====== Data provided
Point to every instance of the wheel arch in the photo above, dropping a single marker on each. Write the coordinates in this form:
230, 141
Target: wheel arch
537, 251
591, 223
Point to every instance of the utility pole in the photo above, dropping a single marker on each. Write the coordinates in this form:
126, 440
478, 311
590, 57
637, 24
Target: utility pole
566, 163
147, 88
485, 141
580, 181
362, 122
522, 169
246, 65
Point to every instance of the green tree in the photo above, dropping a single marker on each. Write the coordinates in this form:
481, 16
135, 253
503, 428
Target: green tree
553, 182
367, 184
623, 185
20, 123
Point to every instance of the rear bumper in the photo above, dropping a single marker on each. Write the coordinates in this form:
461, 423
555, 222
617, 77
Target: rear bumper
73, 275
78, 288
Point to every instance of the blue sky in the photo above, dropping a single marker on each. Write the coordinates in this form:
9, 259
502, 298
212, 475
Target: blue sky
============
### [Given exercise]
Put every line from the one containing "Point to every instance of the green" through the last of the rows into a JSON list of strings, one string per line, leaving out blank lines.

### [The completed task]
[
  "Point to every instance of the green tree in the photo above, dropping a single marker on each. Write the coordinates in this form:",
  "481, 16",
  "135, 253",
  "503, 428",
  "Target: green tree",
  "553, 182",
  "367, 184",
  "623, 185",
  "20, 123",
  "Point to every instance of the rear bumper in the photo above, dropping a single marker on each. Write the coordinates in this form:",
  "461, 423",
  "555, 222",
  "617, 77",
  "Target: rear bumper",
  "73, 275",
  "78, 288",
  "Point to every instance of the blue sky in the photo above, dropping a single marker on each. Write the coordinates in this form:",
  "9, 259",
  "502, 298",
  "212, 475",
  "Target: blue sky"
]